# Task to complete
Please convert the stretch of data from its very first line through the line containing "x=204, y=512" into a JSON list of strings, one string per line. Leave out blank lines and the pictures.

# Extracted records
========================

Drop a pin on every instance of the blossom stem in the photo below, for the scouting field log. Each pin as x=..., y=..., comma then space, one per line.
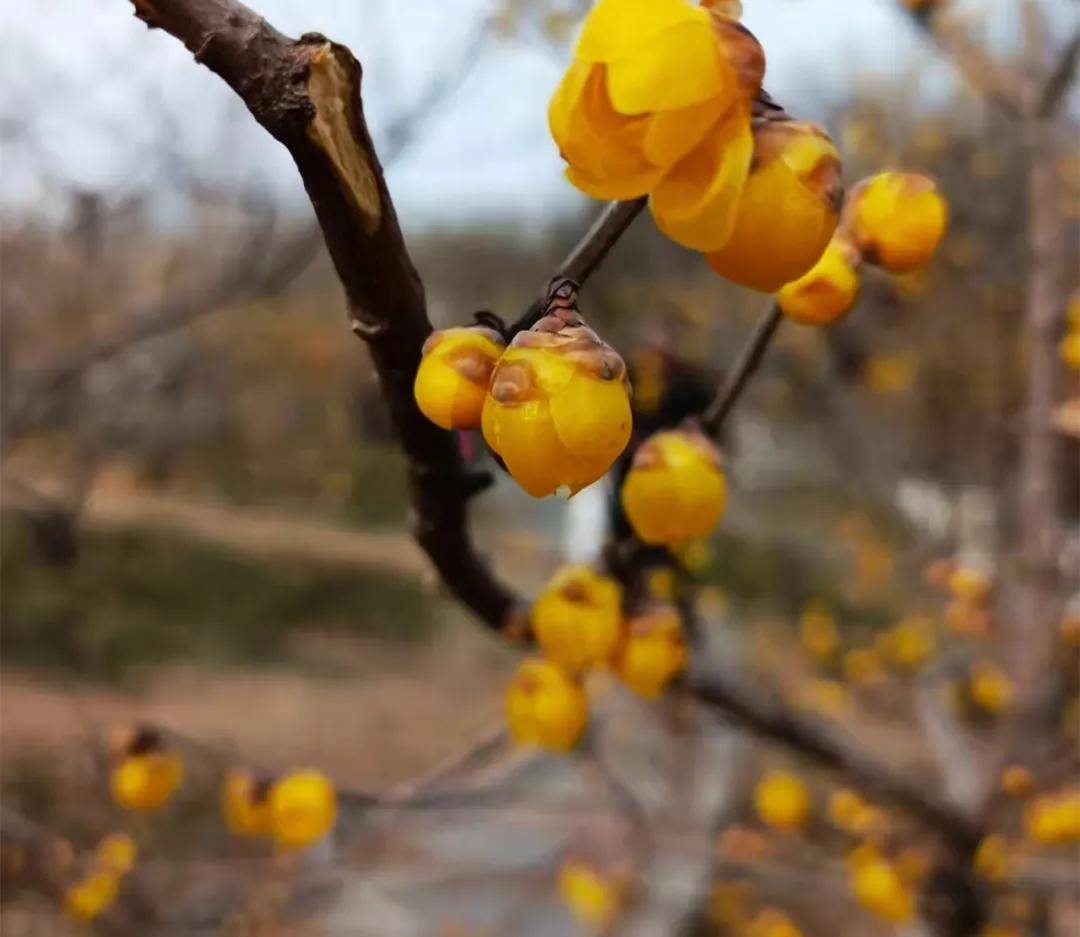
x=589, y=253
x=750, y=357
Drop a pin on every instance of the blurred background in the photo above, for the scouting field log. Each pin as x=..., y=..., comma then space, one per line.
x=204, y=512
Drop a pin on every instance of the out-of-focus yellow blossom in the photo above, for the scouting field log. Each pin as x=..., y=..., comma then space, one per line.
x=989, y=687
x=592, y=897
x=896, y=219
x=557, y=409
x=827, y=289
x=993, y=859
x=146, y=781
x=651, y=92
x=454, y=375
x=545, y=707
x=890, y=374
x=782, y=800
x=302, y=809
x=90, y=896
x=787, y=211
x=245, y=804
x=969, y=583
x=653, y=651
x=1017, y=782
x=577, y=618
x=1054, y=818
x=818, y=630
x=116, y=853
x=675, y=488
x=771, y=922
x=879, y=888
x=910, y=642
x=862, y=666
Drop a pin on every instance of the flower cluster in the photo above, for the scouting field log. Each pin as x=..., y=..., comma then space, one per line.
x=579, y=624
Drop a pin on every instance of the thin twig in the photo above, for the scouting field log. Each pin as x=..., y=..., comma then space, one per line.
x=750, y=357
x=589, y=253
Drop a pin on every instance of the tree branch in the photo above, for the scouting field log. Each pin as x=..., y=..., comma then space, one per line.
x=306, y=93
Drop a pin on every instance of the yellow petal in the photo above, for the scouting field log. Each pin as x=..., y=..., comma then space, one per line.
x=696, y=203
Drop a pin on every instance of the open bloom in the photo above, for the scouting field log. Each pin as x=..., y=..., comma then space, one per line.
x=545, y=707
x=651, y=81
x=302, y=809
x=653, y=652
x=245, y=804
x=675, y=489
x=827, y=289
x=557, y=410
x=577, y=618
x=896, y=219
x=782, y=800
x=786, y=211
x=454, y=374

========================

# Result
[
  "Drop a pin on every instance of the blossom stem in the photo below, for the scouting field log. Each pin as x=..., y=..., comma then space, one per line.",
  "x=589, y=253",
  "x=750, y=357",
  "Drop a pin on every instance of the blurred background in the photo above, for the scouting field log. Each pin as x=..., y=..., comma then space, one per line.",
  "x=204, y=512"
]